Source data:
◇ ◇ ◇
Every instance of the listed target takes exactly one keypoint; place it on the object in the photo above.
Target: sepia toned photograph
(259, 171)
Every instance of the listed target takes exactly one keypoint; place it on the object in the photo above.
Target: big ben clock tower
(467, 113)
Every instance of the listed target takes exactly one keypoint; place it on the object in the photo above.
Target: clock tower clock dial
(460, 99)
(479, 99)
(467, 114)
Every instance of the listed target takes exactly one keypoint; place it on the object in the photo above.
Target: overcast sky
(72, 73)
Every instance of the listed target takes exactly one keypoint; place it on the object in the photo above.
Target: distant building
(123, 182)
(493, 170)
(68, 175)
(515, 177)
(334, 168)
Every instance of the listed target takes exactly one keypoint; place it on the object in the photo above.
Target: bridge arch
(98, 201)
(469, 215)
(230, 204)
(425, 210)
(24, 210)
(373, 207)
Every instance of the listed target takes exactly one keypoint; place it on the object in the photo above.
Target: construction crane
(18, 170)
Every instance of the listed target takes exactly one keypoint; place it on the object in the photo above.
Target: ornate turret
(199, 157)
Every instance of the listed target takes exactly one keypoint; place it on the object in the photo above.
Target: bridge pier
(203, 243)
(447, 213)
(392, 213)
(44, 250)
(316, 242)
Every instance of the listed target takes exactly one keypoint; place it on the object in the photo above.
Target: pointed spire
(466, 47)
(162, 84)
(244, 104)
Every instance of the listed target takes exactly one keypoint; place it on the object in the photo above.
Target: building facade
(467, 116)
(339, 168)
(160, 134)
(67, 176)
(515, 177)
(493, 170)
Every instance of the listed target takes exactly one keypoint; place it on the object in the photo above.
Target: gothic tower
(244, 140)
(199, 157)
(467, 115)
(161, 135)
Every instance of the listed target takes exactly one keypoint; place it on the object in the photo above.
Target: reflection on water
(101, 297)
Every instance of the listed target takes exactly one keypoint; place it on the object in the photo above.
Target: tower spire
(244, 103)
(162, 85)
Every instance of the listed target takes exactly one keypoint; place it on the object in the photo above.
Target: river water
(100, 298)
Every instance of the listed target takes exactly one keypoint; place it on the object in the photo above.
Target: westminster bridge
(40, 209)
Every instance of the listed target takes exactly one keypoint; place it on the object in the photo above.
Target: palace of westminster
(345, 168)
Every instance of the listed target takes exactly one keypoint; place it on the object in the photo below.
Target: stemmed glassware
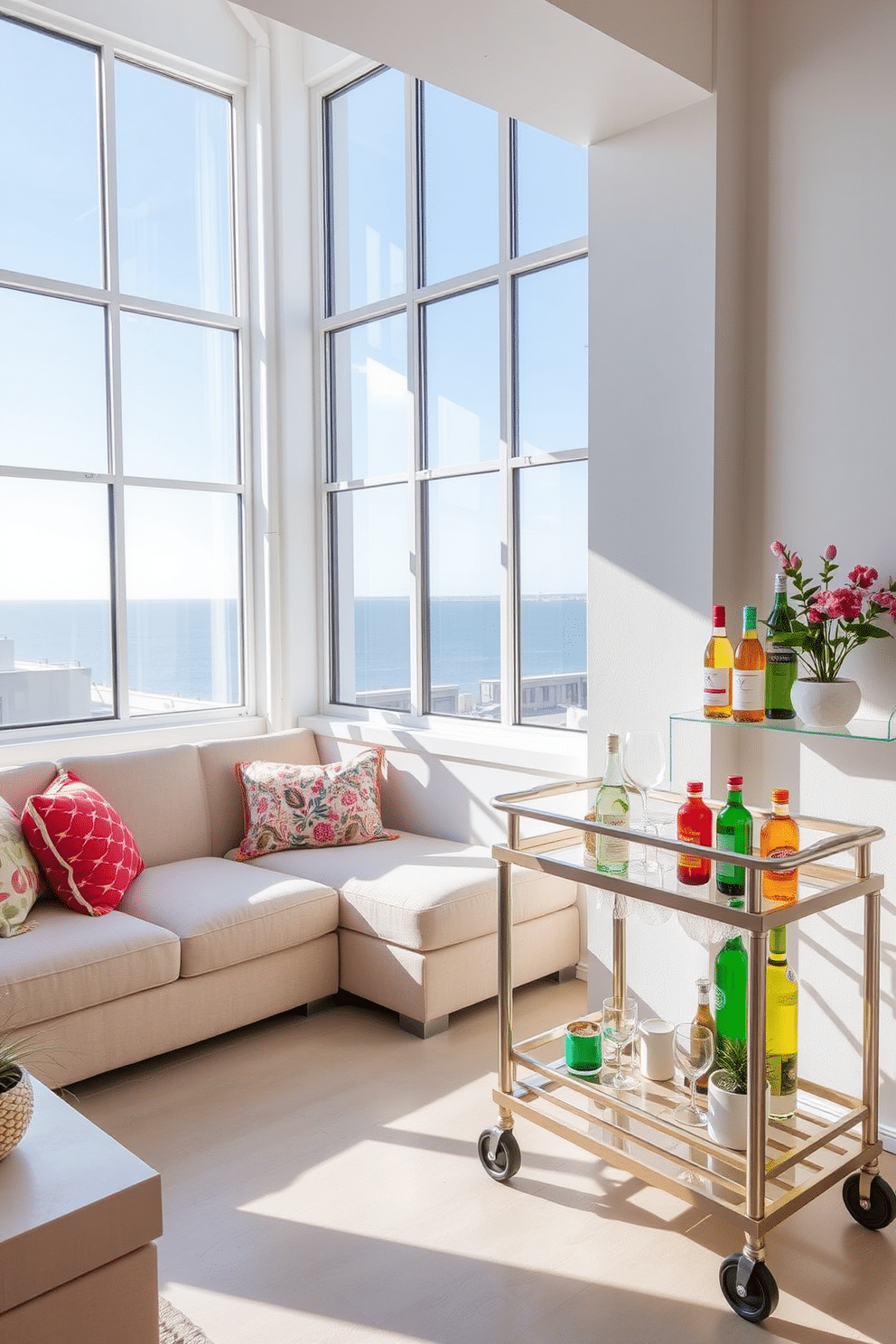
(644, 763)
(620, 1027)
(692, 1046)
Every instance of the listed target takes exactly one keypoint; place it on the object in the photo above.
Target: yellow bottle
(717, 663)
(749, 677)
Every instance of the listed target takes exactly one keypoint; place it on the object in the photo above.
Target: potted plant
(829, 622)
(16, 1094)
(727, 1094)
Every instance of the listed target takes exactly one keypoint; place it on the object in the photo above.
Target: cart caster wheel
(882, 1209)
(507, 1156)
(761, 1294)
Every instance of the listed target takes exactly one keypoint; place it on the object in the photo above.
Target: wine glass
(644, 762)
(620, 1027)
(692, 1046)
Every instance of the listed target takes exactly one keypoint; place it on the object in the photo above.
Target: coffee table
(79, 1215)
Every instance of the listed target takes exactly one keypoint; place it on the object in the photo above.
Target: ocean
(191, 647)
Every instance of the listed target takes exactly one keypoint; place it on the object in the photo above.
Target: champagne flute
(692, 1046)
(644, 762)
(620, 1027)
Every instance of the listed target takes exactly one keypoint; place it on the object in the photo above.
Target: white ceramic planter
(825, 705)
(728, 1115)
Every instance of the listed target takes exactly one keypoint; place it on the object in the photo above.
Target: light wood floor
(322, 1184)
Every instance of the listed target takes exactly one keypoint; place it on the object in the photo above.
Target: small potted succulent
(16, 1094)
(727, 1094)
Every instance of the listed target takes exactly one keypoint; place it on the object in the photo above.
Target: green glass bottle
(780, 1026)
(611, 809)
(733, 832)
(780, 661)
(731, 989)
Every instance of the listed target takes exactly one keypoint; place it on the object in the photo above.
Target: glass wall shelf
(862, 730)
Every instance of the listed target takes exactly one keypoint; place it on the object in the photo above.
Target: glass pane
(366, 191)
(50, 215)
(465, 605)
(551, 190)
(462, 378)
(52, 383)
(553, 359)
(460, 184)
(178, 399)
(183, 578)
(55, 611)
(372, 602)
(372, 407)
(554, 554)
(173, 190)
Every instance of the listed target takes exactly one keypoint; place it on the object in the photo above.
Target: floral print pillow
(311, 807)
(21, 878)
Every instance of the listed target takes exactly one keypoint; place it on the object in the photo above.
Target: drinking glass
(620, 1027)
(694, 1049)
(644, 763)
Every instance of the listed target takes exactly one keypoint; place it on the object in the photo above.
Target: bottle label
(611, 853)
(714, 687)
(780, 1071)
(749, 690)
(780, 873)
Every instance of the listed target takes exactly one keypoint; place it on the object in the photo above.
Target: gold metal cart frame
(788, 1162)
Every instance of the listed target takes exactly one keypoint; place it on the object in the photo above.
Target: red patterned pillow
(311, 807)
(85, 848)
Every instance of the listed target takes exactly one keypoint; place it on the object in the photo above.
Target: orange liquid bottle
(749, 677)
(694, 823)
(779, 837)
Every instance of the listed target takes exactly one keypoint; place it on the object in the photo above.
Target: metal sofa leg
(422, 1029)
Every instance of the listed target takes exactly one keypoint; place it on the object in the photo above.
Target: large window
(121, 481)
(455, 374)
◇ ◇ ◇
# The task
Omitting the images, output each record precisely as written.

# Problem solution
Every instance of the listed target takes exactly one keypoint; place it on the object in the photo above.
Target: sepia toned photograph
(259, 171)
Every instance of the listed target takes exactly one keypoint; place it on the object in the photo above.
Target: big ben clock tower
(467, 113)
Every instance of the listed target takes exactly one keypoint; place it on the object in the photo above.
Target: clock tower clock dial
(460, 99)
(479, 99)
(467, 114)
Every instance of the listed target takes exactly one keypoint; place it on the object in the photo above.
Target: overcast sky
(72, 73)
Every instance of the listed target takes exactly one keypoint; place it on the object in the photo above.
Target: distant building
(123, 182)
(493, 170)
(68, 175)
(515, 177)
(334, 168)
Every instance of the listed target takes exactly one keypoint; place it on the object in the photo above.
Target: bridge arch
(98, 201)
(469, 215)
(230, 204)
(425, 210)
(24, 210)
(373, 207)
Every instance of the listed target takes exactly one keypoint; place it on the object in the photo above.
Target: construction crane
(18, 170)
Every instance of the listed target takes exactly one keypoint; place it on the object in the photo above.
Target: ornate turret
(199, 157)
Every instance of the listed target takes exactly one keypoint; place it on the object in the photo above.
Target: bridge pier
(203, 243)
(447, 213)
(392, 213)
(44, 250)
(316, 242)
Every instance of the listed target takes exactly one keypoint; place it on the object in the photo above.
Target: pointed spire
(466, 47)
(162, 84)
(244, 104)
Every instance of the listed target takes exactly one keypoint; place it on the object in the photo above.
Target: building facade
(467, 116)
(339, 168)
(160, 134)
(67, 176)
(515, 177)
(493, 170)
Every instance of the listed target takes exactly one keypoint; place it on the object in the photo above.
Target: gothic tower
(244, 140)
(199, 157)
(467, 115)
(161, 135)
Every instance of the listed target takes exactly one keypoint; place it on the object in the photo above.
Target: reflection on water
(101, 297)
Every instance of the listed target takes exactly one keypoint; place it on the object in the photo above.
Target: tower spire
(244, 103)
(162, 85)
Every instance of the listed target takes exactly one keypoint; place it on the object in the photo above.
Target: river water
(100, 298)
Every instance of the listed target takes exactly one keypoint; place it on the object in the photo above.
Target: westminster bridge
(40, 209)
Every instance of the listed target takes exactly one keypoint; place it on the object in the photo above.
Target: palace of westminster
(345, 168)
Every instance of the listed target takes exactly one keypoint; place it on the object in the photo below.
Target: stemmed glassware
(644, 763)
(620, 1027)
(692, 1046)
Every instance of the listed target takes exactly one keypoint; place it on the object in the photo above.
Target: yellow bottle
(717, 663)
(749, 677)
Every instance of the listed target takes exactly one keypoint; place it on the object in the photo above.
Target: potted plant
(829, 622)
(16, 1094)
(727, 1094)
Every instance of the listed target takes exactly one keypoint; place it on the object in the photo above.
Target: cart caster wheel
(882, 1209)
(507, 1156)
(761, 1294)
Every instance of the listed target takes exactly one keypoint; place it on the object in the photo above.
Target: wine glass
(644, 762)
(620, 1027)
(692, 1046)
Every instance of the listed target takes exactly one keypoint; place it on the object in the photo above.
Target: coffee table
(79, 1215)
Every instance of the listed target takes exactly one keypoint; place it on the object in the photo above.
Target: ocean
(191, 647)
Every instance of the listed target takes exactly one keypoint; place it on the object in the photo above.
Target: champagne flute
(692, 1046)
(644, 762)
(620, 1027)
Every instance of the listed target takes exactly one keypoint; place it on the object in the photo above.
Target: white ceramic planter
(825, 705)
(728, 1115)
Every instance of the listed target takes exactly one keypoint; place it on the object in the photo above.
Target: light wood floor
(322, 1184)
Every instance of the listed target takes exactly one keypoint; place it on the object in the photo above.
Target: small potted succulent
(16, 1094)
(727, 1094)
Every instance of the listed target takes exactly one keypoint; place it on the object in the photo above.
Target: green glass bottle
(780, 1026)
(611, 809)
(733, 832)
(780, 661)
(731, 989)
Every instance of the listed target takes exactly one keypoint; place it on the object in the photo above.
Target: glass wall shelf
(862, 730)
Every instance of the listed target takes exactly one keypoint; place it on the object in the photo above.
Target: glass pane
(366, 191)
(50, 215)
(465, 605)
(551, 190)
(462, 378)
(52, 383)
(553, 359)
(460, 184)
(178, 399)
(183, 578)
(55, 611)
(372, 602)
(372, 407)
(554, 554)
(173, 190)
Every instance of the listed target takes exactly one keypoint; place it on the object in the photo above.
Target: floral print pillow
(311, 807)
(21, 878)
Every instance of the listed target takes exactly one keypoint; place it on the object in the photo above.
Target: drinking glass
(620, 1027)
(694, 1049)
(644, 763)
Every instance of the listed target takes exactly one keypoint; place it on the object in the photo above.
Target: bottle label
(611, 853)
(714, 687)
(780, 1071)
(749, 690)
(780, 873)
Every instance of the listed target takes exactly one keypoint; place it on the object in the photo above.
Target: gold metal cart frame
(788, 1162)
Every instance of the listed target takes exactly one keypoint; place it on the object in the photo above.
Target: red patterned pillow
(311, 807)
(85, 848)
Every instance of the listed target takes exactly one keypoint; place it on the object in the photo above.
Target: orange liquid bottle
(749, 677)
(694, 823)
(779, 837)
Every instance of the listed target takes exactly one keypoint; place it on the object in the photo above.
Target: metal sofa leg
(422, 1029)
Every instance of the listed target takes exactly one keypoint; place it on the object in the photo above.
Target: large window
(121, 481)
(455, 374)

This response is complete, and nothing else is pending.